## Exercise description
Scan the records below and copy every line that contains the string "black".
Start of Material shown
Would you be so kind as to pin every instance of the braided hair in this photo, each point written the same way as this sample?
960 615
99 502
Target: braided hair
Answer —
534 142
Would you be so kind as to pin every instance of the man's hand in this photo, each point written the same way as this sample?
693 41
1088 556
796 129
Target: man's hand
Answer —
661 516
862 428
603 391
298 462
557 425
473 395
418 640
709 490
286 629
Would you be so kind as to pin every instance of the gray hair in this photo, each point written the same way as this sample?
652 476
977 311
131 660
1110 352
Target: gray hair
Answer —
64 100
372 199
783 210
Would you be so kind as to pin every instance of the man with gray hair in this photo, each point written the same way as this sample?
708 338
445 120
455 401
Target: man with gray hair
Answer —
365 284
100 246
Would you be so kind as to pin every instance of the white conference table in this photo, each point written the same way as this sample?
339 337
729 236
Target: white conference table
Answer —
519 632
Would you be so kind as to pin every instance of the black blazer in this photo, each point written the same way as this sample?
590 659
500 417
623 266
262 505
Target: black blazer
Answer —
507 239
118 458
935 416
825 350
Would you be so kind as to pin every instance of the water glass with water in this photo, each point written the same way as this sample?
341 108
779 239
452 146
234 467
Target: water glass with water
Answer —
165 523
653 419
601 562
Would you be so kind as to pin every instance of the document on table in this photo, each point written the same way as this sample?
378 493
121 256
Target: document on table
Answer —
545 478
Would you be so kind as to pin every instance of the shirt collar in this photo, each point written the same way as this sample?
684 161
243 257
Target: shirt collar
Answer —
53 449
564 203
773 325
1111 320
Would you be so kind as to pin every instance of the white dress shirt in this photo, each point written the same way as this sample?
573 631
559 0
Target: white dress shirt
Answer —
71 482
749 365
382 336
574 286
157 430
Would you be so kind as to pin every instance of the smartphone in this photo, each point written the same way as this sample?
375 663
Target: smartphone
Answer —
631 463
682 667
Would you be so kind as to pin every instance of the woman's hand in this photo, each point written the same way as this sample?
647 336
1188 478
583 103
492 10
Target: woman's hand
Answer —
End of Material shown
## Your solution
Would you be so kind as to pin every instance of the black blazer in this photo, each point written the same way as this sample?
Target: black blazer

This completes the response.